***** Material for the task *****

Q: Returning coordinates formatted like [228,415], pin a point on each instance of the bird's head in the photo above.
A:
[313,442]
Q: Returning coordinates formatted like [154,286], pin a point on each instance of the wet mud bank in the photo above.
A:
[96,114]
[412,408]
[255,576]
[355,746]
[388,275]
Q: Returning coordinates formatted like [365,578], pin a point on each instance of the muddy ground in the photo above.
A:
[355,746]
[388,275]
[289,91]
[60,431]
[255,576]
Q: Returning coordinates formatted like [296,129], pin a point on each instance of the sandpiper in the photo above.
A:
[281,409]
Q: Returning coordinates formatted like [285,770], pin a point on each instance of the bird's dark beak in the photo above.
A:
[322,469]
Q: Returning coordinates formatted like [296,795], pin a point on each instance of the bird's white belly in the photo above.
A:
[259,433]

*****

◆ Requirement
Render the lines above as a JSON list of strings, one string per line, leaving out any blank lines.

◆ Response
[
  "Q: Returning coordinates formatted like [228,415], pin a point on each instance of the bird's head in the photo above.",
  "A:",
  "[313,442]",
  "Q: Returning coordinates formatted like [154,286], pin a point on each instance of the wet mud bank in the photo above.",
  "A:",
  "[96,114]",
  "[412,408]",
  "[255,576]",
  "[355,746]",
  "[388,275]",
  "Q: Returning coordinates formatted like [365,578], pin a point on each instance of the muddy ground in the photo above.",
  "A:",
  "[355,746]",
  "[388,275]",
  "[289,91]",
  "[60,431]",
  "[255,576]",
  "Q: Returning coordinates formatted like [296,129], pin a point on each instance of the sandpiper in the photo above.",
  "A:",
  "[281,409]",
  "Q: Returning coordinates formatted like [285,770], pin a point on each instance of the bird's dark beak in the photo above.",
  "A:",
  "[322,469]",
  "Q: Returning coordinates formatted like [296,795], pin a point on each instance of the bird's white belly in the photo above.",
  "A:",
  "[259,433]"
]